WHAT YOU ARE ASKED TO DO
Print the records below from the first line through the line containing "Target: sky gradient", both included, word for word.

Point-per-instance localization data
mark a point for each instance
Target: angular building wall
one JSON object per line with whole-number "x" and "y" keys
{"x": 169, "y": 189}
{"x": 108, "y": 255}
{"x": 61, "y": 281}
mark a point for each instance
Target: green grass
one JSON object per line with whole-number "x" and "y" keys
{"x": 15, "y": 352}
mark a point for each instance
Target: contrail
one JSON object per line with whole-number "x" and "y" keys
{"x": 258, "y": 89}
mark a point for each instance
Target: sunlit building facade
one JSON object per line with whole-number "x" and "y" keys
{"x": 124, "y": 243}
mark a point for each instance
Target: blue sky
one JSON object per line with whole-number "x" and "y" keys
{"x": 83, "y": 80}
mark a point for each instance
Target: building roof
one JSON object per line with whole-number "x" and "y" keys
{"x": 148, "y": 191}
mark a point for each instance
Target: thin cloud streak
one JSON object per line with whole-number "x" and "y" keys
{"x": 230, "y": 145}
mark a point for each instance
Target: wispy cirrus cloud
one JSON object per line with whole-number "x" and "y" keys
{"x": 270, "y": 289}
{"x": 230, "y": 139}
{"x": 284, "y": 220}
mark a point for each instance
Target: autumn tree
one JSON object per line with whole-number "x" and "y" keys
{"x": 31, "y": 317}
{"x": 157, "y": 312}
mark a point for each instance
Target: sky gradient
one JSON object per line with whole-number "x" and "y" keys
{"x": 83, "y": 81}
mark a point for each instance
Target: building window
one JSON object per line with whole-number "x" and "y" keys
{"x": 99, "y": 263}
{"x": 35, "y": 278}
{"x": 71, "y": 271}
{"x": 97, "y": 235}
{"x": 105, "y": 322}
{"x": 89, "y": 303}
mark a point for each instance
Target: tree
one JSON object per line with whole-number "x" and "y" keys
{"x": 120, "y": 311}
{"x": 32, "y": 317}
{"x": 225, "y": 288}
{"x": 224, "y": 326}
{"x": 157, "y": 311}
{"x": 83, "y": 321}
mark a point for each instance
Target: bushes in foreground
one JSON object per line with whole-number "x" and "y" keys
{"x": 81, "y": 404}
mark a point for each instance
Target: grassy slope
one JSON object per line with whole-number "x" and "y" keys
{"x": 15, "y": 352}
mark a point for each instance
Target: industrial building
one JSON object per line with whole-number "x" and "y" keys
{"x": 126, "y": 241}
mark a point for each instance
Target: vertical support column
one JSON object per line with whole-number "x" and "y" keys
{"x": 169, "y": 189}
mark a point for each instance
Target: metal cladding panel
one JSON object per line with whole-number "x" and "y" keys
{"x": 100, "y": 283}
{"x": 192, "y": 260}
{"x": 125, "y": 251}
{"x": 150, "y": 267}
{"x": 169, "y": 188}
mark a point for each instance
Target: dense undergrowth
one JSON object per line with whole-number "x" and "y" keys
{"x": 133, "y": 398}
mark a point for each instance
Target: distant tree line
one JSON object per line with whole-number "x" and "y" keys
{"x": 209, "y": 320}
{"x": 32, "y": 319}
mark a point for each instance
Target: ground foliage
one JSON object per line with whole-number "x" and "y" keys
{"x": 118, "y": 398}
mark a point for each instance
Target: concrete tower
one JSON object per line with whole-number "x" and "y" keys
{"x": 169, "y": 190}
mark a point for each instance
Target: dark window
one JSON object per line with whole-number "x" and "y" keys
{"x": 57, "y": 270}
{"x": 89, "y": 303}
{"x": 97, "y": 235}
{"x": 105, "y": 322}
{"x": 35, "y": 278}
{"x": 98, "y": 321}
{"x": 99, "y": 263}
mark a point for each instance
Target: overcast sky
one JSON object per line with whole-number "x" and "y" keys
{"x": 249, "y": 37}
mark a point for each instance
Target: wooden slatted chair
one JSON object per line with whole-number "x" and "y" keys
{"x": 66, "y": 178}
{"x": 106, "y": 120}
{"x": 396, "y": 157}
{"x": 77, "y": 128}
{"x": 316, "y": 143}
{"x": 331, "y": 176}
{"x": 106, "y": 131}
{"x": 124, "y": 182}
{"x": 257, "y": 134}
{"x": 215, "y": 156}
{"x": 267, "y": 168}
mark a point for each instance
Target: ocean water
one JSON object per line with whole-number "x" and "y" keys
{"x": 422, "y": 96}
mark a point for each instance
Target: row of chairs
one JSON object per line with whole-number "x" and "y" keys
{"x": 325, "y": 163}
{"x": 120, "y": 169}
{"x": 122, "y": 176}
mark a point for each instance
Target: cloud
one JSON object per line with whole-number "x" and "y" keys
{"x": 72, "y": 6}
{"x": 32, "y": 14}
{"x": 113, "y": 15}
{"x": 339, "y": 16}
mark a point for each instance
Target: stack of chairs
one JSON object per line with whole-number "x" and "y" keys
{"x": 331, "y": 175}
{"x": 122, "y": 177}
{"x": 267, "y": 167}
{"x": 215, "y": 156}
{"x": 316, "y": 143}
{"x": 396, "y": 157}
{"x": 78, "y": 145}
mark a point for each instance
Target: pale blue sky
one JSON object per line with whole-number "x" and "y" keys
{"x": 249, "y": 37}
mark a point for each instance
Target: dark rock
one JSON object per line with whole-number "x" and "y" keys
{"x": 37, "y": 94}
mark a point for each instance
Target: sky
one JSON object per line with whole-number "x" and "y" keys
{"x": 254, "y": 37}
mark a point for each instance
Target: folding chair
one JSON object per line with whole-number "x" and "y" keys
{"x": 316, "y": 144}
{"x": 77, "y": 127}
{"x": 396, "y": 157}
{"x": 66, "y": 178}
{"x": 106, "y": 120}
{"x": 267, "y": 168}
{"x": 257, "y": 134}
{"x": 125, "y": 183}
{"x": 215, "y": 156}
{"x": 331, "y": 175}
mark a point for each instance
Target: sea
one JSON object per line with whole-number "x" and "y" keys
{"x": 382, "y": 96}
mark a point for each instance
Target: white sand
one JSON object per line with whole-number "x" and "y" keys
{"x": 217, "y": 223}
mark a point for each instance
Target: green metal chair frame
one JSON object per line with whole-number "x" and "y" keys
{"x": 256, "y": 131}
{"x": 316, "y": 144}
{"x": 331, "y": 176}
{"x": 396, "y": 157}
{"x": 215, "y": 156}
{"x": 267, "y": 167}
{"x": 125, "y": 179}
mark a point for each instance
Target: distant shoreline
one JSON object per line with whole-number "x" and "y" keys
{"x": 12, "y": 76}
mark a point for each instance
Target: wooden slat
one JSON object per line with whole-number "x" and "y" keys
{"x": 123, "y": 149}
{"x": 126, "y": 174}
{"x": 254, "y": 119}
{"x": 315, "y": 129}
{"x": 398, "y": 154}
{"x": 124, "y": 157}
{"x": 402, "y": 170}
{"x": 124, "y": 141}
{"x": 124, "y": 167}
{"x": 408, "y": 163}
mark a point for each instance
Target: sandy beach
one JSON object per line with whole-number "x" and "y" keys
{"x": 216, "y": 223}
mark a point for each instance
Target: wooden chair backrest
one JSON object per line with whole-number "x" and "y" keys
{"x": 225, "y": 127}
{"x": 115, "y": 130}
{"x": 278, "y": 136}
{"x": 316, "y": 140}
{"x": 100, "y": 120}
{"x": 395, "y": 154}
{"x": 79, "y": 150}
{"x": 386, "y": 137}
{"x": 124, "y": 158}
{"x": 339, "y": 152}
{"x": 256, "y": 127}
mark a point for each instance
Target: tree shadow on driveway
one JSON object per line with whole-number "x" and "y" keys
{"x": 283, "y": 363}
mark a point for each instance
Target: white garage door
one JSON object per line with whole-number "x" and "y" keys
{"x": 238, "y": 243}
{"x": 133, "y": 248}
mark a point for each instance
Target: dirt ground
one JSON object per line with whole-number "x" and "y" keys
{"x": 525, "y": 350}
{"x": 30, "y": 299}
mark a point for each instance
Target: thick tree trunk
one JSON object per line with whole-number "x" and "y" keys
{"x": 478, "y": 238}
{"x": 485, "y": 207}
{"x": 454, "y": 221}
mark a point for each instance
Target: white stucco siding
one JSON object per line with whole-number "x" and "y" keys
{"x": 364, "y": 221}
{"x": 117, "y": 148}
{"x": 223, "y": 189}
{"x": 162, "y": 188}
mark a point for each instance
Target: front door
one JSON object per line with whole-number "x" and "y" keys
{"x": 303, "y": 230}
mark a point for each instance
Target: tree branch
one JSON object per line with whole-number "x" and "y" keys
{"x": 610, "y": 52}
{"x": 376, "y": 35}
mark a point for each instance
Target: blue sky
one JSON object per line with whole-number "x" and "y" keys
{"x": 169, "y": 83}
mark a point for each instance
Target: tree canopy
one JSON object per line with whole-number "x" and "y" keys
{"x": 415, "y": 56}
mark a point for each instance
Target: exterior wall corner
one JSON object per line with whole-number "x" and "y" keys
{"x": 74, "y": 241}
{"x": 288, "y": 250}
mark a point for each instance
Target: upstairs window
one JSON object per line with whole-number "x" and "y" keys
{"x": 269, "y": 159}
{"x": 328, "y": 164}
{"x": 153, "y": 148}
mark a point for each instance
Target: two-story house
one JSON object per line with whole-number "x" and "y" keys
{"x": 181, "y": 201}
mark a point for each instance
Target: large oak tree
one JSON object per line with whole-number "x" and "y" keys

EXERCISE RESPONSE
mark a point for each instance
Target: angular building wall
one JSON object per line with whole-number "x" and "y" keys
{"x": 169, "y": 189}
{"x": 108, "y": 255}
{"x": 61, "y": 281}
mark a point for each instance
Target: green grass
one JSON object per line with whole-number "x" and "y" keys
{"x": 15, "y": 352}
mark a point for each instance
Target: contrail
one JSON object per line with whole-number "x" and "y" keys
{"x": 258, "y": 89}
mark a point for each instance
Target: sunlit building facade
one JSON object per line with whole-number "x" and "y" keys
{"x": 124, "y": 243}
mark a point for each instance
Target: blue sky
one JSON object per line with whole-number "x" and "y" keys
{"x": 83, "y": 80}
mark a point for each instance
Target: building roof
one JSON object per line with whole-number "x" and "y" keys
{"x": 148, "y": 191}
mark a point for each instance
Target: thin cloud streak
one JSON object per line with whole-number "x" and "y" keys
{"x": 230, "y": 145}
mark a point for each instance
Target: wispy cirrus cloud
one JSON object per line with whole-number "x" and "y" keys
{"x": 270, "y": 289}
{"x": 230, "y": 139}
{"x": 284, "y": 220}
mark a point for each instance
Target: autumn tree
one JSON object per line with whole-number "x" and "y" keys
{"x": 31, "y": 317}
{"x": 157, "y": 312}
mark a point for each instance
Target: sky gradient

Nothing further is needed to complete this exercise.